* _Records from a collection_
/---
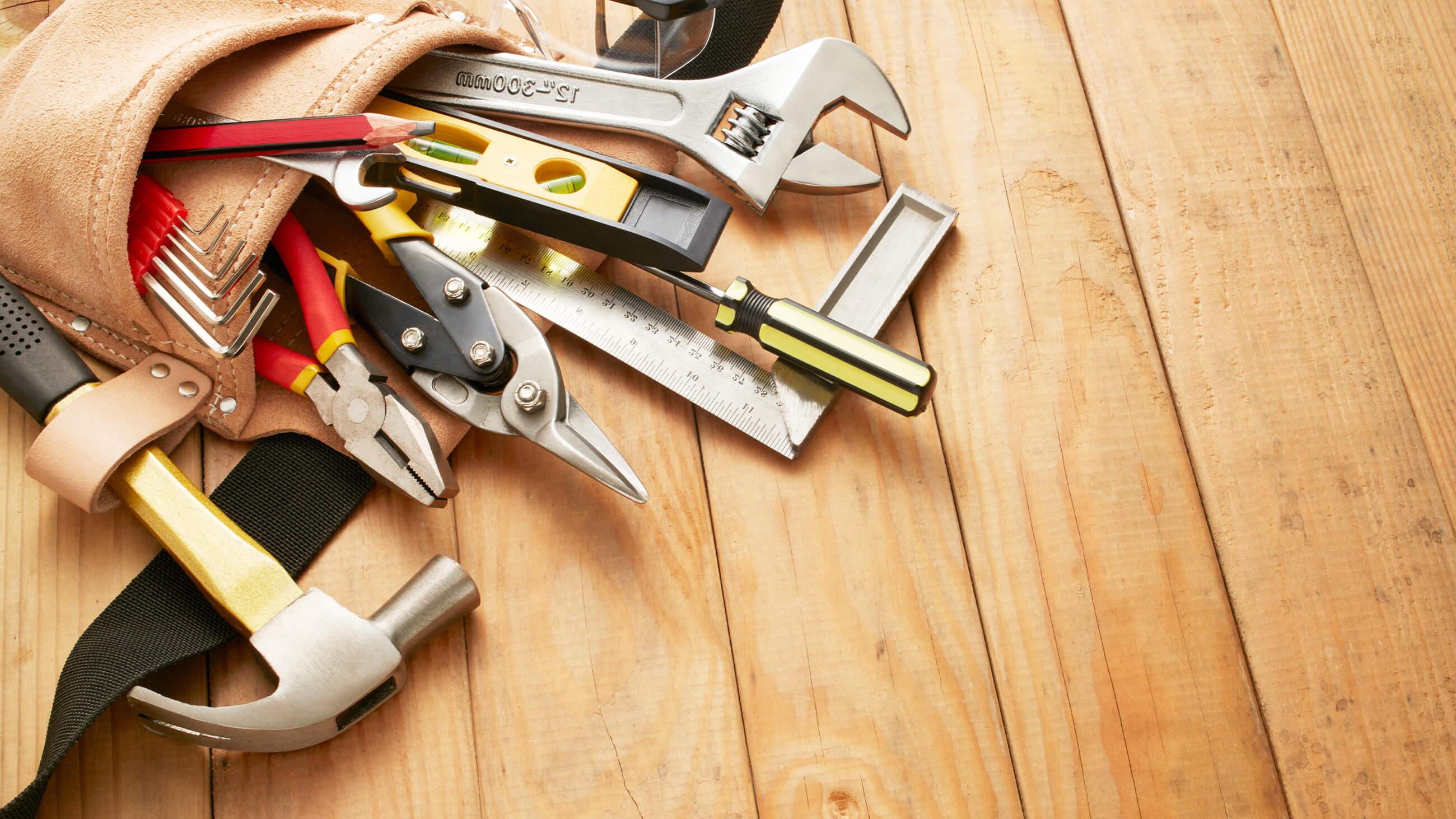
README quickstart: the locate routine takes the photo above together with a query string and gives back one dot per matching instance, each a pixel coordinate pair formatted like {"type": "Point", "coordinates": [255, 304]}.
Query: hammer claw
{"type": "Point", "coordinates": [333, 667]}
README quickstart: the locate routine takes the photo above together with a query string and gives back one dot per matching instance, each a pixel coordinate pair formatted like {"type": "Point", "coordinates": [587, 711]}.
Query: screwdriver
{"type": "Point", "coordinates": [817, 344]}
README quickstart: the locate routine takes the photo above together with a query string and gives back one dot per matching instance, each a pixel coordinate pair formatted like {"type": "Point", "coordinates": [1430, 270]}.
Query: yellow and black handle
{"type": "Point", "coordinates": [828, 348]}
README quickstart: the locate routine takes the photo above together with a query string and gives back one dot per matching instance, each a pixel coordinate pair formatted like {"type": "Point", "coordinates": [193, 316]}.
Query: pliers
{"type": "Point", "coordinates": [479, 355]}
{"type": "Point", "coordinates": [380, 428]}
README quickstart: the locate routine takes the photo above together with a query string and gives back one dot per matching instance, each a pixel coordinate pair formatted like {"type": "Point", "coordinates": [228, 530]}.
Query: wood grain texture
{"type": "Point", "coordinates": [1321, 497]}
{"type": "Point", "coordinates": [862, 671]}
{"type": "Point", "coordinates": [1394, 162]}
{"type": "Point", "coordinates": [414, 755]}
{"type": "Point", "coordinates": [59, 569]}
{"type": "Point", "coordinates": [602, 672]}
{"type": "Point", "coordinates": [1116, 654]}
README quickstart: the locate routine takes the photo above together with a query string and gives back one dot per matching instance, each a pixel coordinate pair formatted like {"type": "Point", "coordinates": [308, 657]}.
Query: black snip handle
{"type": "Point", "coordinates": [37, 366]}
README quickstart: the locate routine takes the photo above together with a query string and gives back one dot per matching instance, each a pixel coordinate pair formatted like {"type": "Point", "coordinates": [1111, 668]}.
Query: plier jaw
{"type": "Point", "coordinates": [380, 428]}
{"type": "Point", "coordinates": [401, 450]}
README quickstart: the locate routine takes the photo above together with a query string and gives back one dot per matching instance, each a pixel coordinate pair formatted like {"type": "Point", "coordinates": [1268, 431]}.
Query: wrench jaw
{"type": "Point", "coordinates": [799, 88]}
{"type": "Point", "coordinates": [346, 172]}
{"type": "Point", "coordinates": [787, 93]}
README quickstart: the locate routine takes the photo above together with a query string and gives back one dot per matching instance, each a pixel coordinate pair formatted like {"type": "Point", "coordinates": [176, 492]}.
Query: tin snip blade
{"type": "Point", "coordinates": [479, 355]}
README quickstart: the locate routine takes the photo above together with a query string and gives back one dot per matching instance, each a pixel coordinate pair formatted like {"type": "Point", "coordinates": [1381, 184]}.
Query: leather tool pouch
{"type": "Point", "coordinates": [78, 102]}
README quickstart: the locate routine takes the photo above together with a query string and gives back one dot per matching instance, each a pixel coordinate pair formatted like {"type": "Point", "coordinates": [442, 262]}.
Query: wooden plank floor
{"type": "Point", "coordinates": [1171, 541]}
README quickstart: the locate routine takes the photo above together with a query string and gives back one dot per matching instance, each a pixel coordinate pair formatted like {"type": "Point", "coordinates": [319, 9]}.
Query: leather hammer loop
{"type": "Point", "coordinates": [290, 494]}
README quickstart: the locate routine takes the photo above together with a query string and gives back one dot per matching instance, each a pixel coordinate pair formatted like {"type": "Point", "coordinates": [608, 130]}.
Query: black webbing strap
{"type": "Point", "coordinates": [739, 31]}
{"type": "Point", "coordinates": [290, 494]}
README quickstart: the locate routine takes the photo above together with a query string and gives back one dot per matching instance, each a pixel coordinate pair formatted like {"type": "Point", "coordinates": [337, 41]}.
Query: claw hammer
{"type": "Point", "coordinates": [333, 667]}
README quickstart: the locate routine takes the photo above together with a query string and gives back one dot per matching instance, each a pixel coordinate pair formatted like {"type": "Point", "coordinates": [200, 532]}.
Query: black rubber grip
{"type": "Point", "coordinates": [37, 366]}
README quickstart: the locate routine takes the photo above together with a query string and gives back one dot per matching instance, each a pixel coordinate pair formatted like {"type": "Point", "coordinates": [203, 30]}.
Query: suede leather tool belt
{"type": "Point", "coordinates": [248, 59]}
\---
/---
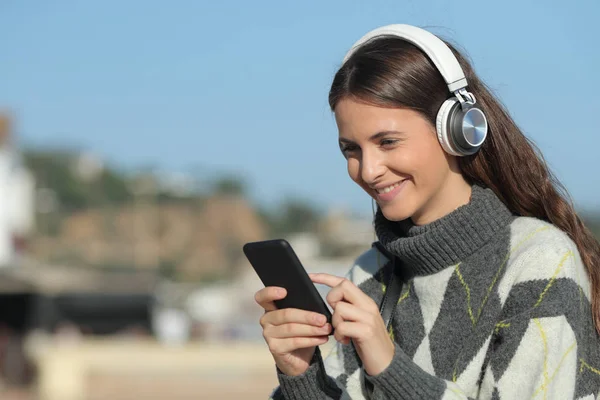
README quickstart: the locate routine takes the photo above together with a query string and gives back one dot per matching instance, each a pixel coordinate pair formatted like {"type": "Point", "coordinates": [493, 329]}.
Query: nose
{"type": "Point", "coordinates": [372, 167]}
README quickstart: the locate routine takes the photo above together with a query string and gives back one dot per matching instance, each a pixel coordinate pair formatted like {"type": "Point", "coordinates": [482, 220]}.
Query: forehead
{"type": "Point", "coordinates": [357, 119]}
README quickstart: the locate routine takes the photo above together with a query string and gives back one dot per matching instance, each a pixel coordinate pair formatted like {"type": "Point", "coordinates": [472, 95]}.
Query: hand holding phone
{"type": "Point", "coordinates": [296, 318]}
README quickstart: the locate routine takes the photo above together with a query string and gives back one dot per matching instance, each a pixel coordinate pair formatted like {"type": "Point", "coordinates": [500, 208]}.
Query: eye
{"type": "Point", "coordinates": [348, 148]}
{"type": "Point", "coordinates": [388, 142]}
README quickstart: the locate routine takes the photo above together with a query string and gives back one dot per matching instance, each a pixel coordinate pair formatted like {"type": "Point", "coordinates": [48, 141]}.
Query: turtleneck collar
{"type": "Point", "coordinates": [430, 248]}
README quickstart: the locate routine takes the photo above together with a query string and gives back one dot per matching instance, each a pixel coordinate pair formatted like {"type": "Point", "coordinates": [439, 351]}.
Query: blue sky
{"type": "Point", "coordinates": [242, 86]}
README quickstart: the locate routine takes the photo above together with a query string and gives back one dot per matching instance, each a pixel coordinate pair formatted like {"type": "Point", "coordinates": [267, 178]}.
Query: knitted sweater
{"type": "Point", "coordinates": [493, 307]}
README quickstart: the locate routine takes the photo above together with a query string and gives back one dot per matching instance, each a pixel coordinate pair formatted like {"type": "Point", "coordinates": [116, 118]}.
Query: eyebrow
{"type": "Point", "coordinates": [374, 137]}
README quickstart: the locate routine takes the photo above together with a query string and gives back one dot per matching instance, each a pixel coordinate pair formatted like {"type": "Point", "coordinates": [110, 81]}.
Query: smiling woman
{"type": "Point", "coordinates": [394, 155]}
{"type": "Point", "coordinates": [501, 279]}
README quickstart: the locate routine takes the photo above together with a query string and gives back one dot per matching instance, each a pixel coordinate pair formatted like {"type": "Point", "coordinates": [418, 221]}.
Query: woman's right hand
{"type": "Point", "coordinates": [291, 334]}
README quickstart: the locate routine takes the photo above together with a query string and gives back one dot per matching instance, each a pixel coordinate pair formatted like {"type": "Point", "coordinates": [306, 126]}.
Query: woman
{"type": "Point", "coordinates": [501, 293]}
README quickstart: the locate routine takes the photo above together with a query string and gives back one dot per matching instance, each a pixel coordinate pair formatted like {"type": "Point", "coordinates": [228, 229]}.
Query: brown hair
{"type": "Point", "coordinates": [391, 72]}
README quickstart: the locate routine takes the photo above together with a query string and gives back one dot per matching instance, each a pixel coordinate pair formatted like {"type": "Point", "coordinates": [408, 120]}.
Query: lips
\---
* _Exercise description_
Give back exactly the lines above starting at the line where "Query: woman's right hand" appears and ending at the line where "Query: lips" appears, both included, with no other lines.

* _Exercise response_
Query: woman's right hand
{"type": "Point", "coordinates": [291, 334]}
README quickstart: the locate routine takes the photo above together with a query string and gives back one dot per matching instance, each a pixel coordinate pair formatted like {"type": "Point", "coordinates": [306, 126]}.
Query: woman
{"type": "Point", "coordinates": [501, 293]}
README quickstart: the locate routine takes the photo above together with a query string and gives back one dot per matching instance, each a pixel coordinate pair formatted like {"type": "Point", "coordinates": [228, 229]}.
Query: brown hair
{"type": "Point", "coordinates": [391, 72]}
README quickstart: the locate routine takes the photo above together with a query string and gives back one dot per matching instance, each a pixel coordinate pair formatted like {"type": "Point", "coordinates": [408, 120]}.
Query: lips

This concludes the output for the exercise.